:: Records shown
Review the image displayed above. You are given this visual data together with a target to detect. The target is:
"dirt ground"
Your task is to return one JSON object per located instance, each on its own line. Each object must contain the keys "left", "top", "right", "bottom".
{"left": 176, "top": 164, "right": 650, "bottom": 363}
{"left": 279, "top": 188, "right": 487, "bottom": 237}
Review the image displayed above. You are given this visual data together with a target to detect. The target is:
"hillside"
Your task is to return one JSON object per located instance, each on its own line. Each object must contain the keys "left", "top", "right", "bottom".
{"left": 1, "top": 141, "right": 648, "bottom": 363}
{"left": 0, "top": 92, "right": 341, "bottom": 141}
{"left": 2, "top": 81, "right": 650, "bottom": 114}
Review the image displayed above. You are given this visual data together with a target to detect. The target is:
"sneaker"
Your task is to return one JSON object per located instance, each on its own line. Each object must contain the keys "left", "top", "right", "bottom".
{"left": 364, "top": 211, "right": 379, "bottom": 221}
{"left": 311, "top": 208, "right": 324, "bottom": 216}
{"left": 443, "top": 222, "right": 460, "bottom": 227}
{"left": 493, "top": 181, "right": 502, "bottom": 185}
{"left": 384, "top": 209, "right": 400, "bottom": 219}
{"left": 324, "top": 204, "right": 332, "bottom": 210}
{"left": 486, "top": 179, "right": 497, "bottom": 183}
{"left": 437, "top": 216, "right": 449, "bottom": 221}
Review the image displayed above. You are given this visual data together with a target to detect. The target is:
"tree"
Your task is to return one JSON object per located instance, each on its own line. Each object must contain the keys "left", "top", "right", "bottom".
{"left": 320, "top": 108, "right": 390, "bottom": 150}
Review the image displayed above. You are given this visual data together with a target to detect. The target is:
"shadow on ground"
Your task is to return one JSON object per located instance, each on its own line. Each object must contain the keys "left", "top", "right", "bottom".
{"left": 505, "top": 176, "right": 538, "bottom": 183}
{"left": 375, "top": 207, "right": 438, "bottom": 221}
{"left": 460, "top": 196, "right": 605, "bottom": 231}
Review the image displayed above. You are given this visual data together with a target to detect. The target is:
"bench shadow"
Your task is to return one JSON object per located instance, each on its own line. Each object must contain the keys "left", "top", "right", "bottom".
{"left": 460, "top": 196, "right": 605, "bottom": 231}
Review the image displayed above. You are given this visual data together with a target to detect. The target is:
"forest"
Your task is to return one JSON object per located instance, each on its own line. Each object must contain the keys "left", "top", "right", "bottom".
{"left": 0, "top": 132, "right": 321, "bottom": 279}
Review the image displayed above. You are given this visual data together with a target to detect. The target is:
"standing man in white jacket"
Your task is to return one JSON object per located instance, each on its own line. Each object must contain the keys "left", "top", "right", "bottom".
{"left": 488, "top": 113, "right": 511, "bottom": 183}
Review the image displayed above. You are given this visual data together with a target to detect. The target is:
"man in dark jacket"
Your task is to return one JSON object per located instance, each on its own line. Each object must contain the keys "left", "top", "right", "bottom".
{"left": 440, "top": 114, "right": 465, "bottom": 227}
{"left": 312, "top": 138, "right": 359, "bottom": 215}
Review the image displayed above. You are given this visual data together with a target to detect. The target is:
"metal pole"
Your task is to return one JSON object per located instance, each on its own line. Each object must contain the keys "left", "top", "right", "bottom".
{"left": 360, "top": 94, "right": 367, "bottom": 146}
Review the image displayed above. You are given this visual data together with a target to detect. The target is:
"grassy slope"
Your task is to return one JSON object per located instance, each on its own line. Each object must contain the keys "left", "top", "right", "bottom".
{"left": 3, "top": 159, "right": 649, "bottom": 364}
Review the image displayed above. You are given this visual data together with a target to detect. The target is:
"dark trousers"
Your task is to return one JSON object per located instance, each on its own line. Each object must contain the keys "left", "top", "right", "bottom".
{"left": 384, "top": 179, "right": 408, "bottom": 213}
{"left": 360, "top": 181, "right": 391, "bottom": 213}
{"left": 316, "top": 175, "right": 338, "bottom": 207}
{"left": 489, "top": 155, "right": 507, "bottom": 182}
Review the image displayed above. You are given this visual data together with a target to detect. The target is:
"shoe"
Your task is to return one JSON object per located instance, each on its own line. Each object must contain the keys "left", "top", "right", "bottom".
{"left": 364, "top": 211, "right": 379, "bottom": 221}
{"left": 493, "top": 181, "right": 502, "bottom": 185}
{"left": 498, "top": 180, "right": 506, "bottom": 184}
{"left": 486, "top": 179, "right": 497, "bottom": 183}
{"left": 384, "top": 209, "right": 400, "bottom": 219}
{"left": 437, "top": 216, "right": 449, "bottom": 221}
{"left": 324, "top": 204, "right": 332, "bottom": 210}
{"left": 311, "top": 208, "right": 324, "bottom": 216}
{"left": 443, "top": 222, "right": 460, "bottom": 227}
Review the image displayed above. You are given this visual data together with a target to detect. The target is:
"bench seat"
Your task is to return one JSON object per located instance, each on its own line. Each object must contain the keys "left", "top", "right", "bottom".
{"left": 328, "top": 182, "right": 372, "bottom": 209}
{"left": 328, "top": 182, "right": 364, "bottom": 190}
::::
__Required action__.
For the records above, count the lines that contain the word "jacket" and give only that number.

__Expected answer__.
2